▶ **Stored data**
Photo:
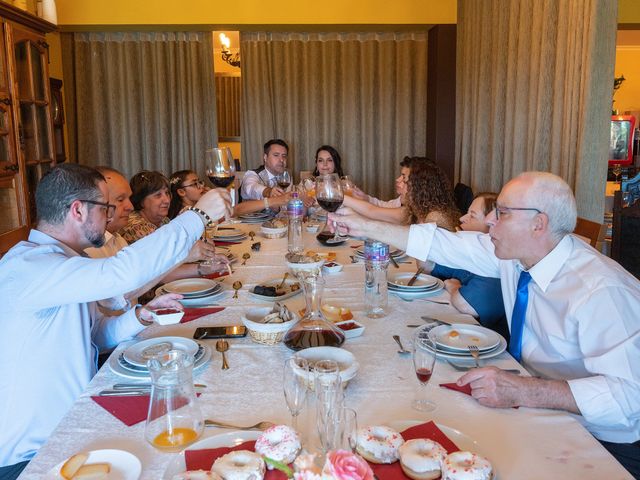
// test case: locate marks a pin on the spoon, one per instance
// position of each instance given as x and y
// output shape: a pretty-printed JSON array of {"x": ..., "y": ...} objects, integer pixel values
[
  {"x": 222, "y": 346},
  {"x": 257, "y": 426},
  {"x": 281, "y": 284},
  {"x": 402, "y": 350},
  {"x": 237, "y": 285}
]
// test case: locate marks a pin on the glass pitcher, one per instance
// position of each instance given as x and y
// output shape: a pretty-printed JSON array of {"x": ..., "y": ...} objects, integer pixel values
[
  {"x": 313, "y": 330},
  {"x": 174, "y": 419}
]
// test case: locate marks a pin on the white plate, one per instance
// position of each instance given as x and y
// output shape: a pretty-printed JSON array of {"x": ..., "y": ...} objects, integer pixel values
[
  {"x": 402, "y": 279},
  {"x": 229, "y": 439},
  {"x": 134, "y": 356},
  {"x": 463, "y": 441},
  {"x": 124, "y": 465},
  {"x": 273, "y": 283},
  {"x": 116, "y": 368},
  {"x": 191, "y": 286},
  {"x": 483, "y": 338}
]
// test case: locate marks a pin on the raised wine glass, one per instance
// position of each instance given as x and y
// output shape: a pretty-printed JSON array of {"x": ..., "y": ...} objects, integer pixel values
[
  {"x": 424, "y": 360},
  {"x": 330, "y": 197},
  {"x": 295, "y": 385},
  {"x": 221, "y": 168}
]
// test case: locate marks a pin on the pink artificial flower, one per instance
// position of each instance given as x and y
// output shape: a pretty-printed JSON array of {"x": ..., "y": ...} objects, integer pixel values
[{"x": 344, "y": 465}]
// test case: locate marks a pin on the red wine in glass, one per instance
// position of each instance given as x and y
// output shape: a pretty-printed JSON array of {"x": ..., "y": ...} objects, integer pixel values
[
  {"x": 423, "y": 374},
  {"x": 221, "y": 181}
]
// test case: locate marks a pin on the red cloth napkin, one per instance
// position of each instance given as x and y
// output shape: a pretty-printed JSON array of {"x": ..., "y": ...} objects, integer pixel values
[
  {"x": 466, "y": 389},
  {"x": 425, "y": 430},
  {"x": 203, "y": 459},
  {"x": 195, "y": 313}
]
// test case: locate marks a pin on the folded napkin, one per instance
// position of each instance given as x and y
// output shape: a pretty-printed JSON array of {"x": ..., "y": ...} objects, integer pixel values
[
  {"x": 129, "y": 409},
  {"x": 195, "y": 313},
  {"x": 466, "y": 389},
  {"x": 425, "y": 430},
  {"x": 203, "y": 459}
]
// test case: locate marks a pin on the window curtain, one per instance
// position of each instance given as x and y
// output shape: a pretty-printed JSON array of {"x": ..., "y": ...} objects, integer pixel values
[
  {"x": 363, "y": 93},
  {"x": 140, "y": 100},
  {"x": 534, "y": 88}
]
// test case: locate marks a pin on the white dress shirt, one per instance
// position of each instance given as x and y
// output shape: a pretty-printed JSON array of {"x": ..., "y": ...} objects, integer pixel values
[
  {"x": 582, "y": 322},
  {"x": 50, "y": 326}
]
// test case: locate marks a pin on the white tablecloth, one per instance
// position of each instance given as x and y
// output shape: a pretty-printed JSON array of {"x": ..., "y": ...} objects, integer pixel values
[{"x": 521, "y": 443}]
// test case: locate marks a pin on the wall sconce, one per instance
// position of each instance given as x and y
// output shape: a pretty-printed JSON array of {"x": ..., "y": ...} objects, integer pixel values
[{"x": 233, "y": 60}]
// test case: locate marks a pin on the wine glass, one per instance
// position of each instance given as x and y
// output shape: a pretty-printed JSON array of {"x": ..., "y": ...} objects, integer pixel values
[
  {"x": 295, "y": 386},
  {"x": 221, "y": 168},
  {"x": 330, "y": 197},
  {"x": 424, "y": 360},
  {"x": 284, "y": 180}
]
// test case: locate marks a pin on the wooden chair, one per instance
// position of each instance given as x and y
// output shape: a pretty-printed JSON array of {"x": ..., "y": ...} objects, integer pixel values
[
  {"x": 589, "y": 230},
  {"x": 625, "y": 238}
]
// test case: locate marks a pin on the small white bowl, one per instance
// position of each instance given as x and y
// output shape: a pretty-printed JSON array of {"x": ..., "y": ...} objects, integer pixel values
[
  {"x": 353, "y": 332},
  {"x": 331, "y": 267},
  {"x": 172, "y": 316}
]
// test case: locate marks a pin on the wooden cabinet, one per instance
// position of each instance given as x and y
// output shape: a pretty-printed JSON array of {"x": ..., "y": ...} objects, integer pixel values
[{"x": 26, "y": 126}]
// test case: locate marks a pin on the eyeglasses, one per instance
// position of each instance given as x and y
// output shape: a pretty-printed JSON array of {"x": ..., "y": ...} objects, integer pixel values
[
  {"x": 109, "y": 208},
  {"x": 502, "y": 210},
  {"x": 197, "y": 183}
]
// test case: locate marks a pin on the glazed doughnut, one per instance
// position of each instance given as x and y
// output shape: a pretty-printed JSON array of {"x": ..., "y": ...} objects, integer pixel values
[
  {"x": 280, "y": 443},
  {"x": 421, "y": 459},
  {"x": 197, "y": 475},
  {"x": 240, "y": 465},
  {"x": 466, "y": 466},
  {"x": 379, "y": 444}
]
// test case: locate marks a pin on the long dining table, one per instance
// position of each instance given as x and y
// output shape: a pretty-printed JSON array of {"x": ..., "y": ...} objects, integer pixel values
[{"x": 521, "y": 443}]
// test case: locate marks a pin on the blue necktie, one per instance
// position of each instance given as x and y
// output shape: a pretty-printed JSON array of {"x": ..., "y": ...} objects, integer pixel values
[{"x": 519, "y": 312}]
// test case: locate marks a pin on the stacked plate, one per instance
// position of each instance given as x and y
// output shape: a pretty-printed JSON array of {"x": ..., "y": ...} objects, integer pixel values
[
  {"x": 229, "y": 234},
  {"x": 453, "y": 341},
  {"x": 424, "y": 285},
  {"x": 257, "y": 217},
  {"x": 132, "y": 361},
  {"x": 193, "y": 290}
]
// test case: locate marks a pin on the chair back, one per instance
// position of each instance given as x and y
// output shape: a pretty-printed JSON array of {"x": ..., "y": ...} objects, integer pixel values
[
  {"x": 589, "y": 230},
  {"x": 625, "y": 238}
]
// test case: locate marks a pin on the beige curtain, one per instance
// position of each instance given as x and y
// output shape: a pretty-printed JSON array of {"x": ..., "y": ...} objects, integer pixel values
[
  {"x": 140, "y": 100},
  {"x": 363, "y": 93},
  {"x": 534, "y": 88}
]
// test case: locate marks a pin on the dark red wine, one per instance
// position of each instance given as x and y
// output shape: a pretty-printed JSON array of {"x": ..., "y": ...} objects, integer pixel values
[
  {"x": 423, "y": 374},
  {"x": 330, "y": 205},
  {"x": 298, "y": 340},
  {"x": 221, "y": 182}
]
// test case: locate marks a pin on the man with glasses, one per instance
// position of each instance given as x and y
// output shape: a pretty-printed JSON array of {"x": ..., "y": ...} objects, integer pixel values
[
  {"x": 573, "y": 313},
  {"x": 51, "y": 329}
]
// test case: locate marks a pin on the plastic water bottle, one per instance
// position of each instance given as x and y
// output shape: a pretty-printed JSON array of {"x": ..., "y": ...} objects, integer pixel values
[
  {"x": 295, "y": 212},
  {"x": 376, "y": 261}
]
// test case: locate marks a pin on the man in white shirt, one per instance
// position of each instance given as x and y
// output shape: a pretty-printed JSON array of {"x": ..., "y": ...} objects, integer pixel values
[
  {"x": 51, "y": 329},
  {"x": 581, "y": 330},
  {"x": 261, "y": 182}
]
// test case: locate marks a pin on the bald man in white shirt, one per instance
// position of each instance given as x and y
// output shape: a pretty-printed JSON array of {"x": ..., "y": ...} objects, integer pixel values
[{"x": 579, "y": 311}]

▶ **Your instructions**
Everything from the line with "with glasses, one per instance" through the last line of the material above should be echoed exactly, and nothing else.

▶ **Solution below**
// test case: locate marks a pin on the man with glasses, one per instance
// position of each instance given as x and y
// output shape: a pretty-printed JSON array of {"x": ..., "y": ...} objects, integer pixel values
[
  {"x": 573, "y": 313},
  {"x": 51, "y": 329}
]
// test case: locate marks a pin on the plastic water bottle, one per instance
// position of each instance given as x and y
// output shape: a pretty-printed JSON array of {"x": ..., "y": ...} objects, integer pixel values
[
  {"x": 295, "y": 212},
  {"x": 376, "y": 261}
]
// test case: locate marks a pin on the man in white shirt, one per instance
// position of each instance given as x and y
// output shape: a pretty-printed JSON array of {"x": ..., "y": ...} objects, integer pixel values
[
  {"x": 51, "y": 329},
  {"x": 581, "y": 330},
  {"x": 261, "y": 182}
]
// test case: locate marks a pin on the bald man in white shirt, one per instance
// position of each instance given as x and y
// output shape: a pretty-printed JSON array of {"x": ..., "y": ...} objects, integer pixel values
[{"x": 579, "y": 311}]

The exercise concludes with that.